──────── DATA FOR THE TASK ────────
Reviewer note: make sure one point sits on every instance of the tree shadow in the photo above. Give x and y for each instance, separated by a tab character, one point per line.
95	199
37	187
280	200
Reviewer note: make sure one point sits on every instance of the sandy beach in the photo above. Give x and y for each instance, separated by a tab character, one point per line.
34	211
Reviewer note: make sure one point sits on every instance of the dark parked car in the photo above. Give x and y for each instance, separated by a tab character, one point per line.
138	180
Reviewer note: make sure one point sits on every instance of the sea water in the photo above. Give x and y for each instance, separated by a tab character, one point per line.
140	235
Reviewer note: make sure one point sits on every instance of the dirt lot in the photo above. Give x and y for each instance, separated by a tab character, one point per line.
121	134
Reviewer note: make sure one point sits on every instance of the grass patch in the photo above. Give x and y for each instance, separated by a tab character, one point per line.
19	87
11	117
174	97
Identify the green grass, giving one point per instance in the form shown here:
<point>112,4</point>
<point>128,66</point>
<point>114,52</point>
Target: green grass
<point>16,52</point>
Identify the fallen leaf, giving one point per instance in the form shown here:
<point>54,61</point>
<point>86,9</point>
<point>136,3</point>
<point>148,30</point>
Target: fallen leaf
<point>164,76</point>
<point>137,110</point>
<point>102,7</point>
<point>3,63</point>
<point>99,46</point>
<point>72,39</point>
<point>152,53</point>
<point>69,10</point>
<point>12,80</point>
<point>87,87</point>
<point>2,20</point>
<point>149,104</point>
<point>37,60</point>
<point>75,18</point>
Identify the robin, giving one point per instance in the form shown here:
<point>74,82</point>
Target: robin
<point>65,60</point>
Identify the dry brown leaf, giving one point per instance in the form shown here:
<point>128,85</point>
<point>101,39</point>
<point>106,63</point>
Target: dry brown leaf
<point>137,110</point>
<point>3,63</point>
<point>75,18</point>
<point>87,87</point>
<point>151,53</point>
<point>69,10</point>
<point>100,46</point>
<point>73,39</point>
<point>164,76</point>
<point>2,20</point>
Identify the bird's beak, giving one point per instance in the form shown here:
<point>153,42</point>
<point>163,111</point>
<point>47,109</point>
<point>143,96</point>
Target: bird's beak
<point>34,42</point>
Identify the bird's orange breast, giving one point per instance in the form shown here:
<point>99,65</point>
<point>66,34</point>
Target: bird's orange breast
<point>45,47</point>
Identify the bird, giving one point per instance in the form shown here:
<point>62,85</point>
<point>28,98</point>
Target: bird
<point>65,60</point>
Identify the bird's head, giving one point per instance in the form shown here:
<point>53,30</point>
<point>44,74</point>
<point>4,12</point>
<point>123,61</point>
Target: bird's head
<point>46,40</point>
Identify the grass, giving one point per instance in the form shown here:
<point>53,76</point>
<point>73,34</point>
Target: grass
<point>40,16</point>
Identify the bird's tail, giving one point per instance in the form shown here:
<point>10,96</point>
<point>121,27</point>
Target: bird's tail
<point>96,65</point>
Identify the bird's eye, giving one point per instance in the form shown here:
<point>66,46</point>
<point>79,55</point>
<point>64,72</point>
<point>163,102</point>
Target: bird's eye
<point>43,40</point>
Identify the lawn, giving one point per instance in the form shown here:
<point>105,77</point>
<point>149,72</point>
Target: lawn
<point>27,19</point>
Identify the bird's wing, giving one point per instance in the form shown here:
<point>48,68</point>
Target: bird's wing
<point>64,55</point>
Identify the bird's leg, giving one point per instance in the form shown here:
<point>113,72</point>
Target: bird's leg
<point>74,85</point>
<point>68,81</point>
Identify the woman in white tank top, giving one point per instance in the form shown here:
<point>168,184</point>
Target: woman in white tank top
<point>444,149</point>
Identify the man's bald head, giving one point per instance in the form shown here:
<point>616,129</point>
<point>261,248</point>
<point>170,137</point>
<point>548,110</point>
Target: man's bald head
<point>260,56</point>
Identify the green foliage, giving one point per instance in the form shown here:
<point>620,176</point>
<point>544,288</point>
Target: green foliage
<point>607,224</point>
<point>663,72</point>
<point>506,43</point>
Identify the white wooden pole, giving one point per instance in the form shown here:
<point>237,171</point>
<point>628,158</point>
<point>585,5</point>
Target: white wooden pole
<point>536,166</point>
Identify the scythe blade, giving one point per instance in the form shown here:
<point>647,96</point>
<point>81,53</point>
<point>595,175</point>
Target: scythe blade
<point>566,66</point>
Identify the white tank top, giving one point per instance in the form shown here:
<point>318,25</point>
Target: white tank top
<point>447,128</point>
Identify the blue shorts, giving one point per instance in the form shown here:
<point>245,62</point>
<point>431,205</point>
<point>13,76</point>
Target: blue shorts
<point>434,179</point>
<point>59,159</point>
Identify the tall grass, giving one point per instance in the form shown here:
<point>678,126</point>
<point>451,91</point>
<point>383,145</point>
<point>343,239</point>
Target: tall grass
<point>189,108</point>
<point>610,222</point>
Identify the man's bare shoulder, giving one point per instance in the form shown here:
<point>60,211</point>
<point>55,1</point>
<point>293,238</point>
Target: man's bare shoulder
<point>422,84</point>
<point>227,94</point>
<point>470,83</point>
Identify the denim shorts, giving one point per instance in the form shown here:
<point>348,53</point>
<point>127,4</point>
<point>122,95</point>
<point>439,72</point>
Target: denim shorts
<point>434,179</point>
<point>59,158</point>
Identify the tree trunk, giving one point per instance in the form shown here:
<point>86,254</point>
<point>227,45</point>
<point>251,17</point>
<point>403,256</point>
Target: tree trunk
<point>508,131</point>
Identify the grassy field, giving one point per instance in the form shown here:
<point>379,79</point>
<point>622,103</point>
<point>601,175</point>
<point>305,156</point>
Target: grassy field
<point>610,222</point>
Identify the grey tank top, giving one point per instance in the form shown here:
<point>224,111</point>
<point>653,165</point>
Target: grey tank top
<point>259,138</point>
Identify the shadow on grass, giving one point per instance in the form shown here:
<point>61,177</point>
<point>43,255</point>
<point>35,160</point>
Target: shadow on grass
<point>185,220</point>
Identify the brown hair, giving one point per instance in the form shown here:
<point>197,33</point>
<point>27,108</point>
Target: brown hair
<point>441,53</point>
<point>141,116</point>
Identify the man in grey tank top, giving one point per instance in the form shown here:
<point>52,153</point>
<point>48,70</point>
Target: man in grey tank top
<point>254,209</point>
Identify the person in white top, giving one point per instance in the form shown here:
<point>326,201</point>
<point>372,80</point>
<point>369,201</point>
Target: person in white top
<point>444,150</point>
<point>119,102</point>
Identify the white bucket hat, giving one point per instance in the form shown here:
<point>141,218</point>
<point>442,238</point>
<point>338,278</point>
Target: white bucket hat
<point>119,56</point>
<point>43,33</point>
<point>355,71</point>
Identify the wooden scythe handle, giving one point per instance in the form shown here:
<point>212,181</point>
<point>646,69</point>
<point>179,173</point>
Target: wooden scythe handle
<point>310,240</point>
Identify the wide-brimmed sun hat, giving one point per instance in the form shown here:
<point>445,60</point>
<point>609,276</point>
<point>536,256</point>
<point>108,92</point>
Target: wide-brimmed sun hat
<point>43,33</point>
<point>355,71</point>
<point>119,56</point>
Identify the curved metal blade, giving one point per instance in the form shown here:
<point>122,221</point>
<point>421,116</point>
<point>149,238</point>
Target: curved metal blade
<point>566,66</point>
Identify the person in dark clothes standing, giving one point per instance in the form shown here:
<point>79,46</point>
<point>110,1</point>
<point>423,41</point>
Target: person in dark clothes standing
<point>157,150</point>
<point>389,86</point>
────────
──────── DATA FOR THE TASK ────────
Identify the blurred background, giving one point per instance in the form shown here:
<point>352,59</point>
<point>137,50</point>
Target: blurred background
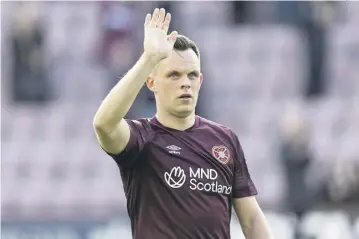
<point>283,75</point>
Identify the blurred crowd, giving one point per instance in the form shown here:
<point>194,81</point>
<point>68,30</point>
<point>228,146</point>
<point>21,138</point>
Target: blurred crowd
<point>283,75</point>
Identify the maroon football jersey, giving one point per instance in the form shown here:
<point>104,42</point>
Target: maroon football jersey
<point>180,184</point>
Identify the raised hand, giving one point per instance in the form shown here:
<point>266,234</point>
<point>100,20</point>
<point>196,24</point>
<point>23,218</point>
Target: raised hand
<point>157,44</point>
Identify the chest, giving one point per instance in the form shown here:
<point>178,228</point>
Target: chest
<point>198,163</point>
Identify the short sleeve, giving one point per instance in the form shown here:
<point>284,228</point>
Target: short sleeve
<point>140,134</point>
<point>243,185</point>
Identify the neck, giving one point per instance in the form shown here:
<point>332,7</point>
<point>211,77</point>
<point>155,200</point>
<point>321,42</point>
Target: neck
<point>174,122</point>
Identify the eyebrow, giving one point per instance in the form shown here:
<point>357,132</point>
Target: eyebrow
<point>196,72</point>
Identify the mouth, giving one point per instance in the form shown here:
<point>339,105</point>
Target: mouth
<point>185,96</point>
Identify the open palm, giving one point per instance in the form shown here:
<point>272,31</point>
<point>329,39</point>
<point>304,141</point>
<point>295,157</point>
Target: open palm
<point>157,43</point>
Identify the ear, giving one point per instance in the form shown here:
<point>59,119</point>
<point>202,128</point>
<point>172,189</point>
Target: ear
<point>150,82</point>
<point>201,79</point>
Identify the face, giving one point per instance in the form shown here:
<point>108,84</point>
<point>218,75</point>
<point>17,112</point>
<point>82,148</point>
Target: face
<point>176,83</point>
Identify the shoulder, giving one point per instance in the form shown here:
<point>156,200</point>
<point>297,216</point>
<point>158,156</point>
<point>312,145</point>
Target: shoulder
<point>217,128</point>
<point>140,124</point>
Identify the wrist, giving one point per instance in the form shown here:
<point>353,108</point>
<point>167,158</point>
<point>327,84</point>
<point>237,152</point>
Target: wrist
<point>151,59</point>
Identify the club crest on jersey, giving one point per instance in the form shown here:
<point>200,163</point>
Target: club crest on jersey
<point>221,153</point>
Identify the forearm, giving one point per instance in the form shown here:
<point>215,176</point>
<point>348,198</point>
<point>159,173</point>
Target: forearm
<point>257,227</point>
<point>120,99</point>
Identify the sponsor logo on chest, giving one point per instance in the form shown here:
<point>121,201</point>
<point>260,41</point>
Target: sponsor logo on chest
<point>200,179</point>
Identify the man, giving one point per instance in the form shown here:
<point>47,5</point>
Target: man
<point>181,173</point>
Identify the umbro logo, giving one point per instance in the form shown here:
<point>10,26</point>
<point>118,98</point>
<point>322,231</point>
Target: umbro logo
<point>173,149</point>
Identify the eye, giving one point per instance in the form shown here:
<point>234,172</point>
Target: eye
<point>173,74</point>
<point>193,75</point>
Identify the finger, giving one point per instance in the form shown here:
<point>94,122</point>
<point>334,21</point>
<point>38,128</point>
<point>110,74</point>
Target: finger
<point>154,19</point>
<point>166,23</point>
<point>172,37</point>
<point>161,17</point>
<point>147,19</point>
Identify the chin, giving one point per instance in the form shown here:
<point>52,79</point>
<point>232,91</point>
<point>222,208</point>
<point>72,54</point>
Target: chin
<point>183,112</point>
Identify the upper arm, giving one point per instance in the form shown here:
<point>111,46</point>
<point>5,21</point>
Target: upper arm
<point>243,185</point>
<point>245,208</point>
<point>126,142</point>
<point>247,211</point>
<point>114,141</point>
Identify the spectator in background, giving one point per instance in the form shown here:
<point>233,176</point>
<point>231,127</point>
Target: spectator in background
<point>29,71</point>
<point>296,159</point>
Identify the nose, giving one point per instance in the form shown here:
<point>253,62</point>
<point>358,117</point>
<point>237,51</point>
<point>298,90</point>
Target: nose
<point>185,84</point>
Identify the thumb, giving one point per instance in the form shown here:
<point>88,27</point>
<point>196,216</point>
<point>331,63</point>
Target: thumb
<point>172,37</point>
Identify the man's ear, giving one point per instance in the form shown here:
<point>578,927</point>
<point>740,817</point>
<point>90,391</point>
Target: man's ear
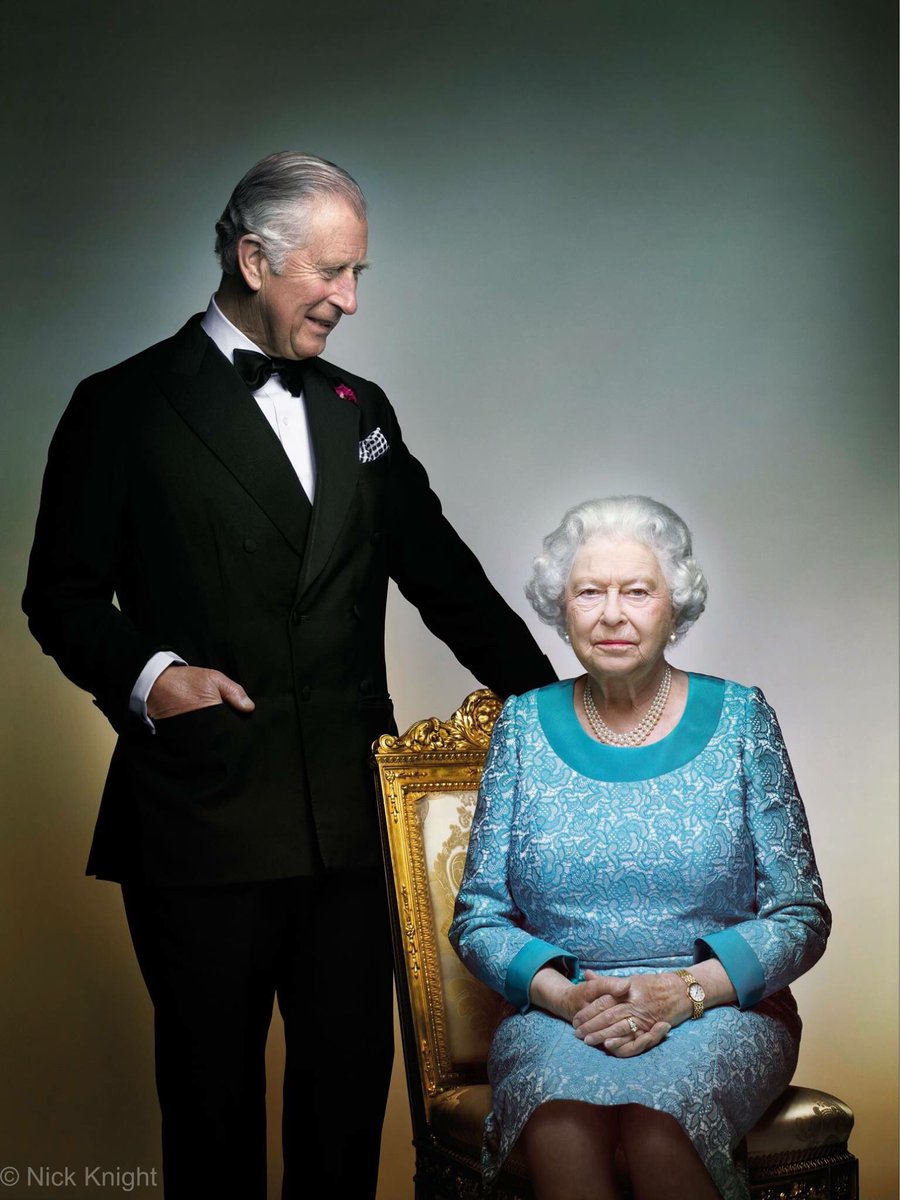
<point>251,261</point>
────────
When you reach the line holding "Identify the club" in the records above, begin reproducing exactly, stop after the line holding "<point>111,46</point>", and output nothing else.

Identify the club crest on jersey, giving one point per instance in the form shown here:
<point>200,163</point>
Target: club crest on jersey
<point>221,153</point>
Identify the forearm, giving one point per instance in the form shown here:
<point>215,176</point>
<point>348,198</point>
<point>159,173</point>
Target: forearm
<point>257,227</point>
<point>120,99</point>
Identify the sponsor logo on chest, giving one point per instance in the form shown here:
<point>121,201</point>
<point>260,41</point>
Target: sponsor logo on chest
<point>200,179</point>
Identify the man, giving one point per instance in the form shown here:
<point>47,5</point>
Target: man
<point>181,173</point>
Identify the umbro logo, giving one point per instance in the form shown here:
<point>10,26</point>
<point>118,98</point>
<point>322,231</point>
Target: umbro logo
<point>173,149</point>
Identify the eye, giving one point per instance in the form shown here:
<point>234,172</point>
Target: eye
<point>173,74</point>
<point>193,75</point>
Identify the finger, giving one point per instance in the form shown here:
<point>94,122</point>
<point>334,21</point>
<point>38,128</point>
<point>110,74</point>
Target: finger
<point>154,19</point>
<point>166,23</point>
<point>172,37</point>
<point>161,17</point>
<point>147,19</point>
Identify the chin, giving one point per instance in the form shown here:
<point>52,79</point>
<point>232,91</point>
<point>222,208</point>
<point>72,54</point>
Target: chin
<point>183,112</point>
Identify the upper arm, giving one point per instance in the form shown here:
<point>111,46</point>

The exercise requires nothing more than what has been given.